- Photo-based referring expression data:
_____

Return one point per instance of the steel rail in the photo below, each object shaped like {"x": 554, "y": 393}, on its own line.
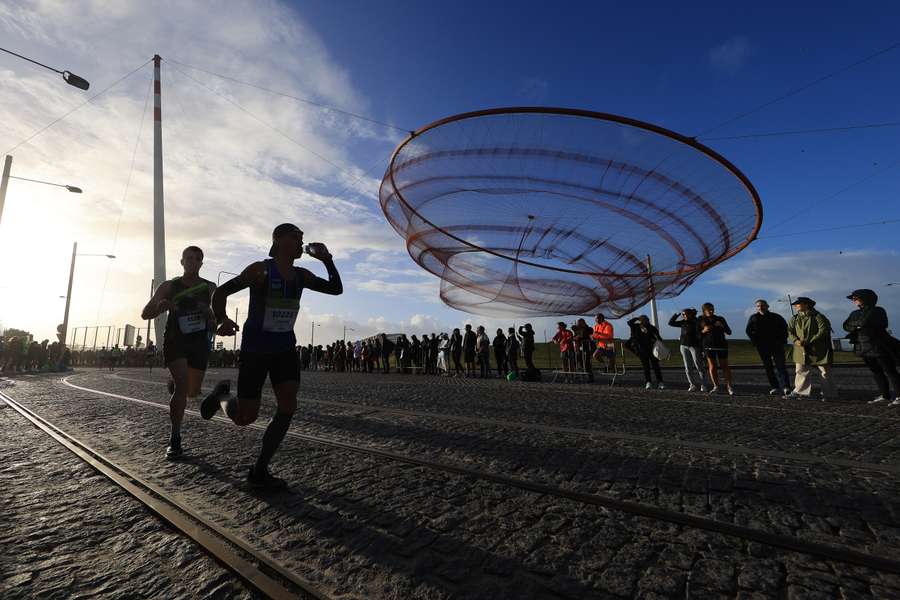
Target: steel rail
{"x": 214, "y": 539}
{"x": 803, "y": 457}
{"x": 784, "y": 542}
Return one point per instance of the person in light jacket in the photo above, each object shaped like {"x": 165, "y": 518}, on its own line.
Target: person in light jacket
{"x": 810, "y": 333}
{"x": 867, "y": 329}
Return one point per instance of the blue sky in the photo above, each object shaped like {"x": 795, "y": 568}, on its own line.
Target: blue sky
{"x": 409, "y": 63}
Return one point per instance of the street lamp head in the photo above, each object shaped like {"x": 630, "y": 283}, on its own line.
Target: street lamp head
{"x": 74, "y": 80}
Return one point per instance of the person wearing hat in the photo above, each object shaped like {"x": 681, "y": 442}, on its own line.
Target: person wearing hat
{"x": 691, "y": 350}
{"x": 867, "y": 330}
{"x": 810, "y": 333}
{"x": 269, "y": 345}
{"x": 768, "y": 334}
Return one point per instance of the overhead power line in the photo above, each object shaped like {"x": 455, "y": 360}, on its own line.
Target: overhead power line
{"x": 805, "y": 86}
{"x": 801, "y": 131}
{"x": 88, "y": 101}
{"x": 293, "y": 97}
{"x": 824, "y": 229}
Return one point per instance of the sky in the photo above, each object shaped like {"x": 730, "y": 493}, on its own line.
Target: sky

_____

- WORK TASK:
Gather each line in the data that holds the string "above".

- RESULT FOR THIS EXERCISE:
Return one point per instance of the person in light jacket in the photo above, each object shaped like {"x": 165, "y": 518}, on its own line.
Return one point per instance of the blue sky in the photo above, each object shaped like {"x": 795, "y": 568}, on its own line.
Return one point per instance of the street lamp head in the photo above, each object shaped like {"x": 630, "y": 283}, on its own line.
Return one point per instance of the person wearing hat in the photo above, each object shaped like {"x": 681, "y": 442}, on its own line.
Return one point per instance of the overhead power line in the photo above, each object shaped like {"x": 455, "y": 360}, on its own line.
Return one point per instance of the sky in the photo above, each object shaped like {"x": 730, "y": 493}, on its own line.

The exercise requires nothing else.